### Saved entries
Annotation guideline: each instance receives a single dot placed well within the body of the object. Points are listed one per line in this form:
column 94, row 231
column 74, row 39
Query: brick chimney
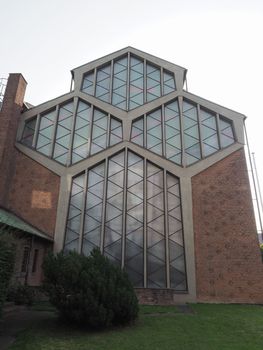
column 9, row 117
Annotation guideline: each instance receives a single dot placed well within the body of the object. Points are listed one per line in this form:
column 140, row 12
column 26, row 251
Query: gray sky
column 219, row 42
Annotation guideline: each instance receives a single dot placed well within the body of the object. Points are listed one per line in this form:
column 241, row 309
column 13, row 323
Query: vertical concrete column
column 9, row 118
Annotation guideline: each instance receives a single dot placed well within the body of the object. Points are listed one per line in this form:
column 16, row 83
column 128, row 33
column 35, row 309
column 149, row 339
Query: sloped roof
column 12, row 220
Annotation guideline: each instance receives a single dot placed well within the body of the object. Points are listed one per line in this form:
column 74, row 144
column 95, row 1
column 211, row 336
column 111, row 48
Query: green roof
column 12, row 220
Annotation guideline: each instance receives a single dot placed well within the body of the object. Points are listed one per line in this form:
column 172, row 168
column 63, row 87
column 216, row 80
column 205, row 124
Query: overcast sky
column 219, row 42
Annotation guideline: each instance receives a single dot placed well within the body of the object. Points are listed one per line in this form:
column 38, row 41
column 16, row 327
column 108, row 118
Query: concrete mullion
column 145, row 131
column 180, row 105
column 128, row 82
column 94, row 82
column 83, row 208
column 124, row 207
column 104, row 203
column 163, row 132
column 53, row 139
column 218, row 130
column 34, row 143
column 145, row 222
column 74, row 116
column 111, row 82
column 144, row 81
column 90, row 130
column 108, row 130
column 166, row 229
column 200, row 131
column 162, row 82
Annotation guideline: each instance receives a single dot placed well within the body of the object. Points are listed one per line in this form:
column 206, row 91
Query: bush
column 21, row 294
column 7, row 261
column 89, row 291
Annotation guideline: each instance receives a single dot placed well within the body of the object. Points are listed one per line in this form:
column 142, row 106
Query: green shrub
column 21, row 294
column 7, row 261
column 89, row 291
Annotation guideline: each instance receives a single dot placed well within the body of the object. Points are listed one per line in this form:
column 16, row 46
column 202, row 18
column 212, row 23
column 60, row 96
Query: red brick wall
column 9, row 118
column 26, row 188
column 228, row 261
column 33, row 193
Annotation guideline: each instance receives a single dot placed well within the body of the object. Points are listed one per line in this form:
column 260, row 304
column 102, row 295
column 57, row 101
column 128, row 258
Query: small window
column 25, row 259
column 35, row 260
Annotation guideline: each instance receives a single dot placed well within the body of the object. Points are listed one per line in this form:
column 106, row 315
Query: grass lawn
column 209, row 327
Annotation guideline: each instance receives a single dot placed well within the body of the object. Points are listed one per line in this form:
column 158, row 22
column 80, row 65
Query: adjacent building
column 131, row 162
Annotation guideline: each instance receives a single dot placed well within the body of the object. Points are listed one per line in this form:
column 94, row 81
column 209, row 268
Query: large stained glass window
column 132, row 211
column 128, row 82
column 69, row 135
column 182, row 136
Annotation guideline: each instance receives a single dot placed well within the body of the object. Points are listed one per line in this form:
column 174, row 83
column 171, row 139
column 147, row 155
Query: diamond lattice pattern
column 125, row 214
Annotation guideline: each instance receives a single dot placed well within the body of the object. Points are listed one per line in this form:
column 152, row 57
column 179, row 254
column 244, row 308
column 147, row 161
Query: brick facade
column 228, row 261
column 27, row 188
column 33, row 194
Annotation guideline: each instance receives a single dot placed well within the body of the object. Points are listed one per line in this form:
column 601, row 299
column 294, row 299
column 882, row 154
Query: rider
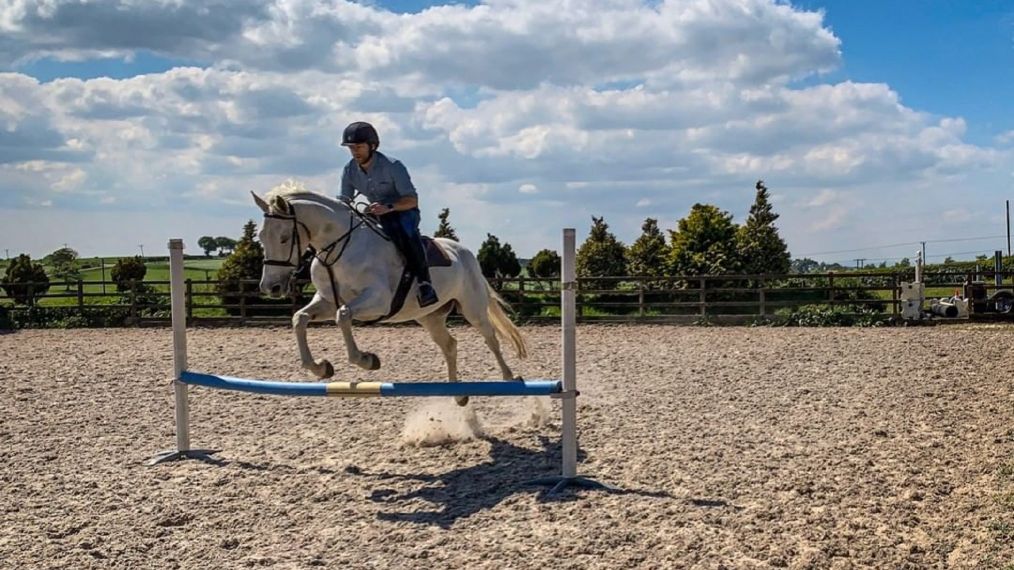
column 386, row 185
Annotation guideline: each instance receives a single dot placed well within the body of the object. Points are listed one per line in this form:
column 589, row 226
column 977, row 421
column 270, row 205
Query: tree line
column 706, row 241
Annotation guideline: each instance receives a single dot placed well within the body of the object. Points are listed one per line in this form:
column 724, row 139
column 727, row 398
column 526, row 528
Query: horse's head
column 282, row 242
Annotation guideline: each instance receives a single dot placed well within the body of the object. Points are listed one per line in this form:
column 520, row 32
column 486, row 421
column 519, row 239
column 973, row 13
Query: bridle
column 295, row 243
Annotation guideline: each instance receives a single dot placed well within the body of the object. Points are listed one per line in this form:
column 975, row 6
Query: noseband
column 295, row 243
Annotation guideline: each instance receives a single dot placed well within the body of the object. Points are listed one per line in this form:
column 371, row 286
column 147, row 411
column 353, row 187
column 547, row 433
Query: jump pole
column 566, row 389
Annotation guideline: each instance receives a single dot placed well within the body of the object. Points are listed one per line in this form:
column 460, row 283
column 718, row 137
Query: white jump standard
column 565, row 389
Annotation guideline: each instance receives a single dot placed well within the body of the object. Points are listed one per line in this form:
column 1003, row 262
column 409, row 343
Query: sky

### TO DO
Word for word, give back each entry from above, but skip any picture.

### FINAL ANSWER
Annotation guideline: each instance receives a single dot placed well within the body of the object. Points are listed one per line in this form:
column 94, row 231
column 74, row 39
Query: brick chimney
column 9, row 117
Annotation guideline: each instance receives a single dot placed well within the body of the object. Points are listed one per line in this form:
column 140, row 12
column 26, row 251
Query: gray sky
column 219, row 42
Annotation guideline: each instance receives a single dot placed well within the body of the object. Points are listed one per line in this form:
column 241, row 309
column 13, row 323
Query: vertical concrete column
column 9, row 118
Annotation guideline: each instance receives a single dot placed well within the body of the object. Points are listed one per line in this form:
column 16, row 83
column 128, row 33
column 35, row 309
column 149, row 339
Query: sloped roof
column 12, row 220
Annotation guideline: each instance receives a single dot placed well within the body of the object. Points are listed one per line in this form:
column 74, row 144
column 95, row 1
column 211, row 336
column 111, row 48
Query: green roof
column 12, row 220
Annotation guideline: each instance receives a single dot placed well within the body of the object. Points are listed one per line in this form:
column 172, row 168
column 63, row 87
column 216, row 80
column 205, row 124
Query: overcast sky
column 219, row 42
Annotation guideline: each instance receives a single dot placed well within the body of the object. Points are listed one per line in this form:
column 38, row 41
column 16, row 327
column 108, row 118
Query: concrete mullion
column 145, row 131
column 180, row 105
column 128, row 82
column 94, row 82
column 83, row 208
column 124, row 207
column 104, row 203
column 163, row 132
column 53, row 139
column 218, row 130
column 34, row 143
column 145, row 222
column 74, row 116
column 111, row 82
column 144, row 81
column 90, row 130
column 108, row 130
column 166, row 229
column 200, row 131
column 162, row 82
Annotation guideline: each instance receives a single dot placed well within the body of the object. Points are listed one per line in this form:
column 206, row 91
Query: bush
column 21, row 294
column 7, row 261
column 89, row 291
Annotation guideline: each instance receives a single dot placed well within the body of the object. Points are listed one per line in this form:
column 142, row 106
Query: green shrub
column 21, row 294
column 7, row 261
column 89, row 291
Annotation guideline: each instance receives a single dot placed well within the body of the object. Points are listed one per line in this form:
column 16, row 46
column 202, row 18
column 212, row 23
column 60, row 96
Query: red brick wall
column 9, row 118
column 26, row 188
column 228, row 261
column 33, row 193
Annotation guideline: each instance receives a single dot placed well within the body of the object. Points are listed one per line in this form:
column 260, row 304
column 102, row 295
column 57, row 101
column 128, row 258
Query: small window
column 25, row 259
column 35, row 260
Annotation guideline: each instance receives a single dot placed well within the body of the object. Points are listed one per line in this form:
column 106, row 315
Query: grass lawn
column 209, row 327
Annotation guideline: each instance receives a single dot placed well within the body of the object. Points are listed one per line in this form:
column 158, row 22
column 80, row 65
Query: adjacent building
column 131, row 162
Annotation guideline: each instance receives a single dot placed well within the body of the object. Points are listed one per line in this form:
column 94, row 81
column 209, row 268
Query: large stained glass window
column 132, row 211
column 128, row 82
column 69, row 135
column 182, row 136
Annotation guideline: each instance receives a single dot placed well within the body of the object. Points are listed one per line in this form:
column 174, row 83
column 171, row 139
column 147, row 155
Query: diamond lattice pattern
column 125, row 214
Annotation guideline: each instance receives a single dot placed well within the body of the object. Points are listed one per line in this form:
column 152, row 57
column 179, row 254
column 244, row 308
column 147, row 161
Query: brick facade
column 228, row 261
column 27, row 188
column 33, row 194
Annotation guideline: each instance receives a single dot placed well within the body of the object. Points are listed one per line in this form:
column 601, row 299
column 294, row 299
column 882, row 154
Query: rider
column 386, row 185
Annotation guideline: each instance receives a single dot placed well within the body of the object. Points are listed one per line in this form:
column 589, row 226
column 977, row 421
column 270, row 205
Query: tree line
column 706, row 241
Annotation guideline: each instance receives a single dot placed well within the body of the object. Points are listed one per line in this form:
column 724, row 139
column 727, row 398
column 526, row 528
Query: horse's head
column 282, row 242
Annotation guideline: each instance receives a single dot placed well within the body of the object. Points are listed one per line in this form:
column 520, row 32
column 486, row 421
column 519, row 239
column 973, row 13
Query: bridle
column 295, row 243
Annotation guideline: each instance receives a single dot placed well within the body of the object. Points are listed one per line in this form:
column 975, row 6
Query: noseband
column 295, row 243
Annotation guideline: each instance receives a single dot placed well within the body of the object. Points are listed one per line in this form:
column 371, row 286
column 147, row 411
column 353, row 187
column 547, row 433
Query: jump pole
column 566, row 389
Annotation guideline: each instance receives a single dot placed well within the body of the object. Points are listed one per line in this form:
column 460, row 283
column 718, row 137
Query: white jump standard
column 565, row 389
Annotation guideline: each instance receives a single dot placed well within the body of the object. Points are listed one per line in this form:
column 1003, row 262
column 409, row 343
Query: sky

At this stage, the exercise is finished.